Steve Smith has confirmed that Australia’s ace speedster Mitchell Starc felt discomfort in his hamstring towards the end of play on Day 4, and will be assessed by the physios before the final day at the Gabba. Smith further emphasized on the need for the bowlers to ‘hit the right lengths’ tomorrow.
Australia will have a little over 90 overs to take 10 Indian wickets and regain the Border-Gavaskar Trophy on Tuesday, but the already-arduous task could very well become next-to-impossible for the hosts, for there is yet a minute possibility of them being without one of their premier seamers.
Right before the end of play of Day 4, after bowling a rather innocuous over to Rohit Sharma, Mitchell Starc appeared to feel his hamstring. There were no immediate concerns, but in what comes as worrying news for Tim Paine’s men, Steve Smith confirmed in the press conference post Day 4 that the left-armer struggled with hamstring issues towards the end of the day. While Smith did not reveal whether Starc would participate tomorrow, the right-hander, however, confirmed that the speedster will be assessed by the physios ahead of the day’s play.

[To do]
In the report on Mitchell Starc's hamstring, who will assess him before the final day's play at the Gabba?

[Source information]
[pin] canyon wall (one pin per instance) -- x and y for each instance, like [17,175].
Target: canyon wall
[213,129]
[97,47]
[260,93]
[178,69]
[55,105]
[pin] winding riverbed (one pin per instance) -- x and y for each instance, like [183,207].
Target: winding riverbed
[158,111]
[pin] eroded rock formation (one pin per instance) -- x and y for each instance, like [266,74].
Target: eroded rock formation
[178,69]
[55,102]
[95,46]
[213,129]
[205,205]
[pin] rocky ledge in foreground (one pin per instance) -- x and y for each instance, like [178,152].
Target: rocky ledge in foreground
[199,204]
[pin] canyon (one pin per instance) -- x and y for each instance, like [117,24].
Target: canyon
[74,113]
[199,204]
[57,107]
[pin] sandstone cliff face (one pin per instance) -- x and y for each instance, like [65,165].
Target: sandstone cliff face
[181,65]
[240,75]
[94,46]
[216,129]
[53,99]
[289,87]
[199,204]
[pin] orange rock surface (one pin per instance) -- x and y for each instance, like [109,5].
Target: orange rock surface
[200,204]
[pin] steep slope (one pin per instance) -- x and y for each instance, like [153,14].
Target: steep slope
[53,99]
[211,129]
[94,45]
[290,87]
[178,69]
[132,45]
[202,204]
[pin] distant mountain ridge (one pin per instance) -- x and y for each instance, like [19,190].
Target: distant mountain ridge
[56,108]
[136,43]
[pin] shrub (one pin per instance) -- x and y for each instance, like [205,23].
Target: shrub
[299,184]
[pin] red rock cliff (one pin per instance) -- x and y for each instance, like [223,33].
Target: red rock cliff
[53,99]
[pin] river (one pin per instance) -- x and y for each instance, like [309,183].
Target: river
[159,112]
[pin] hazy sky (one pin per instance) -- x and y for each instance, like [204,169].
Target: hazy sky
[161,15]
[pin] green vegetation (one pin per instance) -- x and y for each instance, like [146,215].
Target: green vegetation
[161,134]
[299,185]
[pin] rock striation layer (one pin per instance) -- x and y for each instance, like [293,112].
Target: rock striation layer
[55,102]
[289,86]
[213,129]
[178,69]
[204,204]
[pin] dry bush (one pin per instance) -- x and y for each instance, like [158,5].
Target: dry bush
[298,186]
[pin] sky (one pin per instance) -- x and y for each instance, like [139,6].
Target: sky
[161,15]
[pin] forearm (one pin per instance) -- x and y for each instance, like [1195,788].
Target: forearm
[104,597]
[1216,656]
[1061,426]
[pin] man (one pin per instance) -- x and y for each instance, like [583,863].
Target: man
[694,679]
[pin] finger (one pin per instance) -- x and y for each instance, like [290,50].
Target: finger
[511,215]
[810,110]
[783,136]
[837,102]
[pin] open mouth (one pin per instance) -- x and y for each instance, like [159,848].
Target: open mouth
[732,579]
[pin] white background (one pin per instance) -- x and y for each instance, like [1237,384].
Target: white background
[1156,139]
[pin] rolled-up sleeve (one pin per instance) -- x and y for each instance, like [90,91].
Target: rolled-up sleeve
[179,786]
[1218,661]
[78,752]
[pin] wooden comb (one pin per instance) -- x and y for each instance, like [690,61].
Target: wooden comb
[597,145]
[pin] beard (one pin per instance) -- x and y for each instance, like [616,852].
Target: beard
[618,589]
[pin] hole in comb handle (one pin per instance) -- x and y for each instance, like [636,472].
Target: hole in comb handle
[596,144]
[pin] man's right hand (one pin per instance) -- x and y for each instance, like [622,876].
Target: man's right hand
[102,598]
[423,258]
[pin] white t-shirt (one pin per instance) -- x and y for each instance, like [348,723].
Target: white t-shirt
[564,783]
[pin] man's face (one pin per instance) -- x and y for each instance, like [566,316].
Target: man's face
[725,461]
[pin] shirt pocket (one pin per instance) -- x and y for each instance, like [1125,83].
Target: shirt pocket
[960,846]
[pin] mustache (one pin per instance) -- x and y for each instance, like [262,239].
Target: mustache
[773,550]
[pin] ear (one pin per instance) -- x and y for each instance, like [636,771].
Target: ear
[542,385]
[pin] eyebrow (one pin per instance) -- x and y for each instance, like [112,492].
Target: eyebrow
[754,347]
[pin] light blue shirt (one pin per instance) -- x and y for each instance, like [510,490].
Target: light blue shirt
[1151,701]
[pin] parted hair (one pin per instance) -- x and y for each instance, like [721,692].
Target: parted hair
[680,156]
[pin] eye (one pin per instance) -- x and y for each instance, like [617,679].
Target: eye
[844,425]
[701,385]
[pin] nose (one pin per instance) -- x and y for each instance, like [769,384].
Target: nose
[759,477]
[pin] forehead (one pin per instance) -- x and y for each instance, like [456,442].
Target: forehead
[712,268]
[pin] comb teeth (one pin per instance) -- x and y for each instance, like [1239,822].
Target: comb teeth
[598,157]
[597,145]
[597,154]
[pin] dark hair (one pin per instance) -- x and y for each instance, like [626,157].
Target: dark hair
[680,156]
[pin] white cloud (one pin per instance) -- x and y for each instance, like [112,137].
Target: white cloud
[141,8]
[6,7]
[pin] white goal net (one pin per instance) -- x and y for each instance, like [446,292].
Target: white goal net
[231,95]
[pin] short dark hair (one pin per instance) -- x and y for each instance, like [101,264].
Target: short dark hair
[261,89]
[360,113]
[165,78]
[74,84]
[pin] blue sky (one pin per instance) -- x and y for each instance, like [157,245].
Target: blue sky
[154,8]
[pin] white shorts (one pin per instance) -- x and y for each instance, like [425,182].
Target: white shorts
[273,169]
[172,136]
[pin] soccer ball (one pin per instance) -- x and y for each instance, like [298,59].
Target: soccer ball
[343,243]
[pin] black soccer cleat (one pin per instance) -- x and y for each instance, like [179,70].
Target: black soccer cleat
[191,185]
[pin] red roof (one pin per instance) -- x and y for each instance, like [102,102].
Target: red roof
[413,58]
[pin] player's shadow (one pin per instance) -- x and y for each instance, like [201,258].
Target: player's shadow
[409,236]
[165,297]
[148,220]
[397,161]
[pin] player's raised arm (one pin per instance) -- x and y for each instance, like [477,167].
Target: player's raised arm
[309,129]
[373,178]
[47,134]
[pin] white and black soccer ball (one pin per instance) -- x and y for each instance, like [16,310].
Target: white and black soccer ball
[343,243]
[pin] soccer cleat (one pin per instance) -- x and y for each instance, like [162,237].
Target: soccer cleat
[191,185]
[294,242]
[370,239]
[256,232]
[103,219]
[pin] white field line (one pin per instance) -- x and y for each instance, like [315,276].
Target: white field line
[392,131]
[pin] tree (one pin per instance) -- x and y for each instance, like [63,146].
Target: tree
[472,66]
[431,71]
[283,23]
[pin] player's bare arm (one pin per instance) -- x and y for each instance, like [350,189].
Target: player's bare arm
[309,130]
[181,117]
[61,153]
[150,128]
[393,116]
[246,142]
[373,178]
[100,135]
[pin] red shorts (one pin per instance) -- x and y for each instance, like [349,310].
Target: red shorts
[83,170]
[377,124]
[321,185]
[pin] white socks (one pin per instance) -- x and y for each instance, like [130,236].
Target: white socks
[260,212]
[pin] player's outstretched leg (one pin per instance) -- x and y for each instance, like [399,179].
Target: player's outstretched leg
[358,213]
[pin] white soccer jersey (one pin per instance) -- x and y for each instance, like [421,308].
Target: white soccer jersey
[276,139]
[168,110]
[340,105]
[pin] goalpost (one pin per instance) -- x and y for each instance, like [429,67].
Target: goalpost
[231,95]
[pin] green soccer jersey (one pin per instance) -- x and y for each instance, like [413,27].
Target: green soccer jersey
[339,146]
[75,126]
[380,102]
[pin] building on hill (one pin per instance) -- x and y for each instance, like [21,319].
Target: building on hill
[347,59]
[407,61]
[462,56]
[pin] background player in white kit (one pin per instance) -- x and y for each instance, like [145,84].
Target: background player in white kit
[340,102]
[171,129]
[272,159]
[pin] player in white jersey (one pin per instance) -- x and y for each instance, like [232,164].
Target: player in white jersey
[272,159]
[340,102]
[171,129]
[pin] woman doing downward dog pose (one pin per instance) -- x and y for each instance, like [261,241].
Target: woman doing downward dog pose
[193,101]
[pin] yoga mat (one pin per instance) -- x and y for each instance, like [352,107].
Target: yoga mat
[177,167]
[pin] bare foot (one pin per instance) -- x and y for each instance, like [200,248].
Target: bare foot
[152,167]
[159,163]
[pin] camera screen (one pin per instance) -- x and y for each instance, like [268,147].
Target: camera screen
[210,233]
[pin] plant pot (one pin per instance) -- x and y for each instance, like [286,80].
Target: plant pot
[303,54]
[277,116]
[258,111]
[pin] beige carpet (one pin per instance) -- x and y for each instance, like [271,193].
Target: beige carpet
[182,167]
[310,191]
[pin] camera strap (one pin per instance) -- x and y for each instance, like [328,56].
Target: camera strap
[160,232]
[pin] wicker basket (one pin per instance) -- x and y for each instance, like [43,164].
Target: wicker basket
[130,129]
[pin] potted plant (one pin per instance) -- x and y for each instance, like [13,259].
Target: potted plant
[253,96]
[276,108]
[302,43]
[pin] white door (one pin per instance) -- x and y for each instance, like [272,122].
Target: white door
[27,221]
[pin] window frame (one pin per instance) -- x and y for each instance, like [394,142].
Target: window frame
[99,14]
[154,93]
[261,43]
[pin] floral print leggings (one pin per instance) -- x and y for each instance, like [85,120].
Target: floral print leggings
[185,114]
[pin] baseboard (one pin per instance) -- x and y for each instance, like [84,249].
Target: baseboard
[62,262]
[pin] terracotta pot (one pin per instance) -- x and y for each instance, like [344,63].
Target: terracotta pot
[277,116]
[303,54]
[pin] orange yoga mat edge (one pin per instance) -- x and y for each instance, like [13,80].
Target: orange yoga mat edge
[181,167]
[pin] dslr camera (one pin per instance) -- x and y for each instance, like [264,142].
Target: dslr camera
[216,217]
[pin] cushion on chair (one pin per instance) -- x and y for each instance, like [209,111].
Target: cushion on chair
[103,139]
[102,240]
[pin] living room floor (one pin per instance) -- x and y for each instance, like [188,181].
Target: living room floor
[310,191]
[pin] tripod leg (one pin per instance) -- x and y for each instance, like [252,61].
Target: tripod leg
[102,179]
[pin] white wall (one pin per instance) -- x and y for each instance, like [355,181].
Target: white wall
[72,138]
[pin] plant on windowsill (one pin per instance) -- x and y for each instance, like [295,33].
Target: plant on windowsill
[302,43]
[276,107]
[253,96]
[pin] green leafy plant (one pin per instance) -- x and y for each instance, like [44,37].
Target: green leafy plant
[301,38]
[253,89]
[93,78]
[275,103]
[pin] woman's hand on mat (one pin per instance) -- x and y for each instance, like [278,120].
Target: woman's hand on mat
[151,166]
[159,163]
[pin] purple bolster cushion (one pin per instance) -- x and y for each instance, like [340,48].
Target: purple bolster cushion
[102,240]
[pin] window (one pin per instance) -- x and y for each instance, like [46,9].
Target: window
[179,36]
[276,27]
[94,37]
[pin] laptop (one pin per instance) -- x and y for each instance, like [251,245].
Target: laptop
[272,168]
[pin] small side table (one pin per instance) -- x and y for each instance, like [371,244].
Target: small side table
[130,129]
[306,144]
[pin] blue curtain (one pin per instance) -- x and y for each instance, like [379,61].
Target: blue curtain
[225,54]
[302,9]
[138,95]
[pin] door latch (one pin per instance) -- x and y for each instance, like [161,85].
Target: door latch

[Answer for this exercise]
The physios will assess him.